----- Dataset excerpts

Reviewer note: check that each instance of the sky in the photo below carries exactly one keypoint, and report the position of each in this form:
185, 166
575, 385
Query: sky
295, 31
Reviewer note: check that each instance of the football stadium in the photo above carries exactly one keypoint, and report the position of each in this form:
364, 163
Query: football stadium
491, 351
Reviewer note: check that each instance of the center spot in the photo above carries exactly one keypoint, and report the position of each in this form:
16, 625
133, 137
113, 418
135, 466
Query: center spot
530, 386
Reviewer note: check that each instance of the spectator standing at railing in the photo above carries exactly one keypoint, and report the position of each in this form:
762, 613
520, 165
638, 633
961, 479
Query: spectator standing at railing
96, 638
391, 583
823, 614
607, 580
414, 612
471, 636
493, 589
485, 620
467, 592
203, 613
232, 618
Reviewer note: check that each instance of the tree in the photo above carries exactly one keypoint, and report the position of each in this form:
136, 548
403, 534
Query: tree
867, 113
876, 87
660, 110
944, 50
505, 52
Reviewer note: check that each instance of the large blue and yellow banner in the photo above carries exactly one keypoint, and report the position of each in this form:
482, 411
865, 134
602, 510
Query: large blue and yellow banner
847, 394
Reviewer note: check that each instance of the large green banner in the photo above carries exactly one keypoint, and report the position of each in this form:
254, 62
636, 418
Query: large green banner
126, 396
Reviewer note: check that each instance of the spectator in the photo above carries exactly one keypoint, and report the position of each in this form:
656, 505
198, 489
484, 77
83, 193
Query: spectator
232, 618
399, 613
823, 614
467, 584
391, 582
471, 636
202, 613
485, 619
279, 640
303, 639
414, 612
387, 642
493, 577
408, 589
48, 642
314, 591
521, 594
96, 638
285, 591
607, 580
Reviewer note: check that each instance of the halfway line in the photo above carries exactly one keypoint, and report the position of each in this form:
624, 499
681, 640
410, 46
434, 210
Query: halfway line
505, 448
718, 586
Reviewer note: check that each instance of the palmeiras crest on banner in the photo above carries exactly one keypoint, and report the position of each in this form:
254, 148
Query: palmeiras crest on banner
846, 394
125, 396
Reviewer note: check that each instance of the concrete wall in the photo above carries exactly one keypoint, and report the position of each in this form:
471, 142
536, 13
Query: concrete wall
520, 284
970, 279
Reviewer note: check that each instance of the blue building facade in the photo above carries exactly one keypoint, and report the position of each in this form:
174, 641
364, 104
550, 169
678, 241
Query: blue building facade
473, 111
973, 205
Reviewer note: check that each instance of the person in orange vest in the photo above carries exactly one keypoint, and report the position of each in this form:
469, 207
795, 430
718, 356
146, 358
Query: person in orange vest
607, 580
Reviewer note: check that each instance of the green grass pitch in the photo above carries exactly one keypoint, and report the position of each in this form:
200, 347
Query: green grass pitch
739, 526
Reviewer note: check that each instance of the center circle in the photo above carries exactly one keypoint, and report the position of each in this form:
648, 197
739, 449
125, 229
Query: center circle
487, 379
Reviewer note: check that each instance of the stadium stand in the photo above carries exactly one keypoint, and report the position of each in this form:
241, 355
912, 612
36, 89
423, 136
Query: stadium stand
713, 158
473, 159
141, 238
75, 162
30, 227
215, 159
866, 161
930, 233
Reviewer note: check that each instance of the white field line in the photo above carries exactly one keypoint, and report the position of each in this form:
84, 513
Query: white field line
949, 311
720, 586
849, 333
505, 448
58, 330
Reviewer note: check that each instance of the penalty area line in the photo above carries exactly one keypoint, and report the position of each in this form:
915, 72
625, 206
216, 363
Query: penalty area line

----------

Print all of the records above again, line for line and with no changes.

Reviewer note: check that each instance of the sky in the photo below carries exactly one keypoint, and report the position of each in this form:
185, 166
575, 385
Query: sky
295, 31
Reviewer note: check that each instance of the football stadium in the photo above carries exactly one keypoint, and report the position of each in this form:
364, 163
Query: football stadium
491, 351
Reviewer note: check that each instance of the center spot in the photo above carries exactly one keypoint, and report the position of each in this form:
16, 625
133, 137
113, 418
135, 466
Query: center spot
530, 386
Reviewer note: check that each instance of the spectator standing at railing in the photo above carries exactly one keypoint, and report the position of each in this form:
762, 613
520, 165
638, 633
961, 479
Query: spectator standing at railing
96, 638
391, 583
823, 614
607, 580
414, 612
471, 636
493, 589
485, 620
467, 592
203, 613
232, 618
Reviewer note: check that each instance of the tree in the photo above carries exactly one keypoint, and report the position of each in this form:
136, 548
403, 534
Query: tree
867, 113
876, 87
660, 110
944, 50
505, 52
Reviewer note: check that each instance of the large blue and yellow banner in the photo above carries exactly one keypoint, and report the position of each in this form:
482, 411
865, 134
602, 510
Query: large blue and yellow banner
847, 394
Reviewer note: check that each instance of the large green banner in the photo above carries exactly one keypoint, and report the position of each in this form:
254, 62
636, 418
Query: large green banner
126, 396
Reviewer note: check that each instance of the spectator in the photo above carries exactly one keypoint, and report the position of each in this form:
656, 505
198, 489
484, 77
83, 193
Query: spectator
232, 618
399, 613
823, 614
467, 584
391, 582
471, 636
202, 613
485, 619
279, 640
303, 639
414, 612
387, 642
493, 577
408, 589
48, 642
314, 591
521, 594
96, 638
285, 591
607, 580
Reviewer note: check that each instance of the halfway line in the photo above carries exactly one keypoint, and report the position of each in this form:
624, 499
681, 640
410, 46
434, 210
Query: halfway line
505, 448
718, 586
Reviewer note: check that each instance of the palmeiras crest on banner in the photo above carries exactly one keypoint, and report the position of each in this form:
254, 148
Query: palmeiras crest on banner
846, 394
125, 396
Reviewer note: check that each instance of the concrete wall in the photo above carries exactly one keypoint, and report the position of each in this form:
471, 142
536, 13
Query: concrete wall
520, 284
970, 279
Reviewer note: check that each instance of the blue building facade in the photo above carries exactly one keypoint, and report the position of each in this form:
174, 641
364, 104
550, 169
678, 241
Query: blue building facade
473, 111
973, 205
Reviewer note: check that each instance of the person in orange vest in the photo above carries exactly one keypoint, and report the position of each in this form:
469, 207
795, 430
718, 356
146, 358
Query: person in orange vest
607, 580
Reviewer note: check that each instance of the green grass pitch in the photo above carries exactly one keypoint, and report the position of each in this form:
200, 347
Query: green grass pitch
739, 526
Reviewer note: check that each instance of the center circle in the photo above carries exactly one keypoint, and report the position of each in this form:
648, 197
739, 449
125, 229
Query: center circle
487, 379
Reviewer note: check that each instance of the stadium stand in the photo above carries exactly one keypoint, and report the position of each in this form:
241, 355
912, 612
36, 89
423, 136
Query: stadium stand
713, 158
473, 159
141, 238
75, 162
30, 227
215, 159
866, 161
930, 233
Reviewer note: check that each instance of the white field line in the photo above carries exactly one keypoint, and report the position of each in this form:
84, 513
Query: white field line
949, 311
720, 586
849, 333
505, 448
58, 330
Reviewer note: check that each instance of the penalty area line in the photo above carries exactly one keypoint, and report the position of each in this form:
915, 72
625, 206
216, 363
Query: penalty area line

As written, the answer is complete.